● **Working data**:
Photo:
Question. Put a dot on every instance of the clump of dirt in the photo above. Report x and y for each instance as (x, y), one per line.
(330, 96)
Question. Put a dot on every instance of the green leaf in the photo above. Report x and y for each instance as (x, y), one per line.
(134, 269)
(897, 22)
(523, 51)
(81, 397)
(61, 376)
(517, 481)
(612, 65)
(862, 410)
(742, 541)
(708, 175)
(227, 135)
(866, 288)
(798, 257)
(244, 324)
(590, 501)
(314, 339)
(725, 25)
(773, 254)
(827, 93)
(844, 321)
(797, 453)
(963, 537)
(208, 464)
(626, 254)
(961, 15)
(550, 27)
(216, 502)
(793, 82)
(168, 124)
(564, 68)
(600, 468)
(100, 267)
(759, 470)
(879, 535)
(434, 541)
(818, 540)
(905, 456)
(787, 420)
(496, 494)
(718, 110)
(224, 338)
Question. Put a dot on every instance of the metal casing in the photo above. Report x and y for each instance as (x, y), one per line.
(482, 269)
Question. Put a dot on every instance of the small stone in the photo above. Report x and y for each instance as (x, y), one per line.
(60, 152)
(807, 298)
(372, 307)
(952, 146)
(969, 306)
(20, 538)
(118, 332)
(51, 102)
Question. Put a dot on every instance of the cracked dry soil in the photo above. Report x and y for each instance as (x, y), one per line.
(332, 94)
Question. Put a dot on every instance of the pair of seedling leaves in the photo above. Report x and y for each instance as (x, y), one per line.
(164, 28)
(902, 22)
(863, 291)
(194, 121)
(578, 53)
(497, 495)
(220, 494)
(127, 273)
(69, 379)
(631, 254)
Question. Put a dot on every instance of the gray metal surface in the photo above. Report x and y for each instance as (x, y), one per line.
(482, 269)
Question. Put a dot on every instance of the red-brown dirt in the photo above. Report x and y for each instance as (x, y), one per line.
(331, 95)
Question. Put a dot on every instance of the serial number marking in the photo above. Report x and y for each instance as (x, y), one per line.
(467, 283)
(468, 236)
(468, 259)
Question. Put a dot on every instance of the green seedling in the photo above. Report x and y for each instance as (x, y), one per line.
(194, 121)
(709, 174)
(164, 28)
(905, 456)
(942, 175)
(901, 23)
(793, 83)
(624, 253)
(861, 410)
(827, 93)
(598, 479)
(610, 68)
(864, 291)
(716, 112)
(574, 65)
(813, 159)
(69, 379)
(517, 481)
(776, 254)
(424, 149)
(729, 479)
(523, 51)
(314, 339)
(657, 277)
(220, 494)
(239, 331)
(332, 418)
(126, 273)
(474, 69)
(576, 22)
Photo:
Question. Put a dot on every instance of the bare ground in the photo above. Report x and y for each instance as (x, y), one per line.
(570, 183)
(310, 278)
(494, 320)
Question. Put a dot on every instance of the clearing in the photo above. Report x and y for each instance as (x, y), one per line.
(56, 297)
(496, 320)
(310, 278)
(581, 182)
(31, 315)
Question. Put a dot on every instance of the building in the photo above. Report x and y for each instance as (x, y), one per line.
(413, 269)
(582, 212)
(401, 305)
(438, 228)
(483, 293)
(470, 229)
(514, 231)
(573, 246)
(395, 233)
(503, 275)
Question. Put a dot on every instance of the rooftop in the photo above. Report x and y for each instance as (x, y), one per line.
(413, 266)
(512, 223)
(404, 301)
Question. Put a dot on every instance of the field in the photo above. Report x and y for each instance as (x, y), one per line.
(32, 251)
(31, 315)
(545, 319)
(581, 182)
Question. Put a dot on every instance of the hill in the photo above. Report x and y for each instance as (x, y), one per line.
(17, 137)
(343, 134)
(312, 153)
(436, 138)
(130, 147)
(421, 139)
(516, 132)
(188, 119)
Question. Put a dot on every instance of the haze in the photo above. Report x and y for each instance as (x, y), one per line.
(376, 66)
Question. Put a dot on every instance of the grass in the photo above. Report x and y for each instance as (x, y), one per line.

● **Prompt**: Give back the complete data, each line unchanged.

● **Task response**:
Photo:
Question. Put a dot on every instance of the clump of dirt in the photo above. Report x and y for each instance as (x, y), one per line.
(330, 96)
Question. Put a dot on every instance of the green leaf in the photo above. Report x and y for each instance as (x, y), one per line.
(134, 269)
(897, 22)
(523, 51)
(81, 397)
(61, 376)
(517, 481)
(612, 65)
(862, 410)
(742, 541)
(708, 175)
(227, 135)
(866, 288)
(798, 257)
(244, 324)
(590, 501)
(314, 339)
(725, 25)
(773, 254)
(827, 93)
(844, 321)
(797, 453)
(963, 537)
(208, 464)
(626, 254)
(961, 15)
(550, 27)
(216, 502)
(793, 82)
(168, 124)
(564, 68)
(600, 468)
(100, 267)
(759, 470)
(879, 535)
(434, 541)
(818, 540)
(905, 456)
(787, 420)
(496, 494)
(718, 110)
(224, 338)
Question. Put a dot on every instance of the metal casing in the photo above. Report x and y for each instance as (x, y), one per line.
(482, 269)
Question. Put a dot on every instance of the small stone in the photo above. Report x and y for each instance as (x, y), one per line.
(60, 152)
(807, 298)
(372, 307)
(952, 146)
(969, 306)
(20, 538)
(118, 332)
(51, 102)
Question. Put a dot on every instance of the cracked dry soil in the photo above. Report x and y for each instance as (x, y), one per line.
(332, 94)
Question. Put a dot on every instance of the pair of seedling leaves in the photo above. Report x and y for each instance as (x, y), one per line.
(164, 28)
(902, 22)
(863, 291)
(194, 121)
(578, 53)
(497, 495)
(220, 494)
(127, 273)
(69, 379)
(631, 254)
Question. Put a dot on every instance of the gray metal surface in the photo above. Report x and y for each instance as (x, y), one per line.
(482, 269)
Question. Put a dot on every instance of the red-brown dirt in the photo above. Report x and y for each instance as (x, y), one per line.
(331, 95)
Question. Put a dot on every instance of the serial number marking in the photo above. Report x and y for each instance as (x, y), one per line.
(467, 283)
(468, 236)
(468, 259)
Question. Put a dot on every instance of the green seedling in the photo above. Report x and y for each instance as (x, y), one per line.
(194, 121)
(709, 174)
(164, 28)
(905, 456)
(942, 175)
(901, 23)
(793, 83)
(624, 253)
(861, 410)
(827, 93)
(598, 479)
(610, 68)
(864, 291)
(716, 112)
(574, 65)
(813, 159)
(69, 379)
(517, 481)
(776, 254)
(424, 149)
(729, 479)
(523, 51)
(314, 339)
(657, 277)
(220, 494)
(239, 331)
(332, 418)
(126, 273)
(474, 69)
(576, 22)
Photo:
Question. Put a dot on every instance of the bare ground in the photo above. Report x and y for each instance as (x, y), one per line.
(570, 183)
(310, 278)
(494, 320)
Question. Put a dot on every instance of the clearing in the photo above. Report x and y for each instance as (x, y), one per line.
(56, 297)
(496, 320)
(310, 278)
(581, 182)
(31, 315)
Question. Put a dot on every instance of the building in the photo above. Report x and y for each instance as (x, y), one per line.
(413, 269)
(582, 212)
(401, 305)
(438, 228)
(483, 293)
(470, 229)
(514, 231)
(573, 246)
(395, 233)
(503, 275)
Question. Put a dot on every instance of the rooftop in the photo above. Report x and y for each instance as (x, y), one per line.
(413, 266)
(512, 223)
(404, 301)
Question. Put a dot on every instance of the field in the photo above. Report x and y for each instance as (x, y), one per line.
(32, 251)
(31, 315)
(545, 319)
(581, 182)
Question. Put a dot on every instance of the hill in the photo above. Report x and y for each instance as (x, y), one per line.
(17, 137)
(343, 134)
(312, 153)
(436, 138)
(130, 147)
(421, 139)
(516, 132)
(188, 119)
Question. Put a dot on every instance of the haze in the photo above. Report x and y for each instance as (x, y), one per line.
(376, 66)
Question. Put a dot on every instance of the grass in the photo above. Report x and y for each instance as (x, y), one per line.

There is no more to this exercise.